- WHAT IS NEEDED -
Copy out all the entries word for word.

- SUPPLIED RECORDS -
• • • •

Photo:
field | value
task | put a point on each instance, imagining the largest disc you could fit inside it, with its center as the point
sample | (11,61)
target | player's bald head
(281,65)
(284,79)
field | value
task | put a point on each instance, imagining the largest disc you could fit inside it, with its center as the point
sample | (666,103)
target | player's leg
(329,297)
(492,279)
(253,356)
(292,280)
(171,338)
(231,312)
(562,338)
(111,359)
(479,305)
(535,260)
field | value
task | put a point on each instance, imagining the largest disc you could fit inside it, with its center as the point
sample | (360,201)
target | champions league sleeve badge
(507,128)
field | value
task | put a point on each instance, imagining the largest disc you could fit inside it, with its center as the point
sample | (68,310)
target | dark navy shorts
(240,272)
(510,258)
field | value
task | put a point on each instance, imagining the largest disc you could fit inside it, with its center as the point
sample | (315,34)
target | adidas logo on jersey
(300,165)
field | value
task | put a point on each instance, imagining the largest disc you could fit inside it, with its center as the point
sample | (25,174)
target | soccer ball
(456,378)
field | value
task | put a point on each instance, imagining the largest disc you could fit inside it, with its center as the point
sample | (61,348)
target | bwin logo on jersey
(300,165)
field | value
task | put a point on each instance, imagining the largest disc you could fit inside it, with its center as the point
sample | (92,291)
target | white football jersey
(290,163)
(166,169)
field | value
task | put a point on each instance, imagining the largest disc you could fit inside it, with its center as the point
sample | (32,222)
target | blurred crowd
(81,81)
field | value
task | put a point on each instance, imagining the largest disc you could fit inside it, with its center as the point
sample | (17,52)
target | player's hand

• • • •

- EXERCISE RESPONSE -
Photo:
field | value
task | put a point on each instance, imagining the largest disc you could fit inside it, with its center as the point
sample | (11,61)
target | player's bald head
(281,65)
(284,79)
field | value
task | put a point on each instance, imagining the largest disc you could fit inside it, with its center as the point
sample | (666,103)
target | player's leg
(329,297)
(492,279)
(253,356)
(292,280)
(171,338)
(231,312)
(562,338)
(111,359)
(479,305)
(535,260)
field | value
task | put a point on each instance, imagining the largest disc you could fit inside it, with its center as the point
sample | (360,201)
target | champions league sleeve badge
(507,128)
field | value
task | put a point on each instance, imagining the largest disc you could fit inside it, with its center as the point
sample | (68,310)
target | dark navy shorts
(240,272)
(510,258)
field | value
task | put a point on each instance, imagining the largest disc you could fit inside it, with its center as the point
sample | (315,34)
target | adidas logo on jersey
(300,165)
field | value
task | put a point on each instance, imagining the largest disc you could fit inside it, with its center as the point
sample | (25,174)
target | soccer ball
(456,378)
field | value
task | put a point on each instance, imagining the largest disc you could fit inside it, with its center as the point
sample | (61,348)
target | bwin logo on jersey
(300,165)
field | value
task | put a point on each instance, imagining the largest disc you could fit inside it, with its center as the point
sample | (92,291)
target | white football jersey
(290,163)
(166,169)
field | value
task | put a point on each instance, imagining the largest disc you could fit inside it, with its center as the point
sample | (32,222)
target | blurred crowd
(81,81)
field | value
task | put a point on each instance, imagining the largest disc you could fit inside it, with its center as the point
sample | (17,52)
target | player's hand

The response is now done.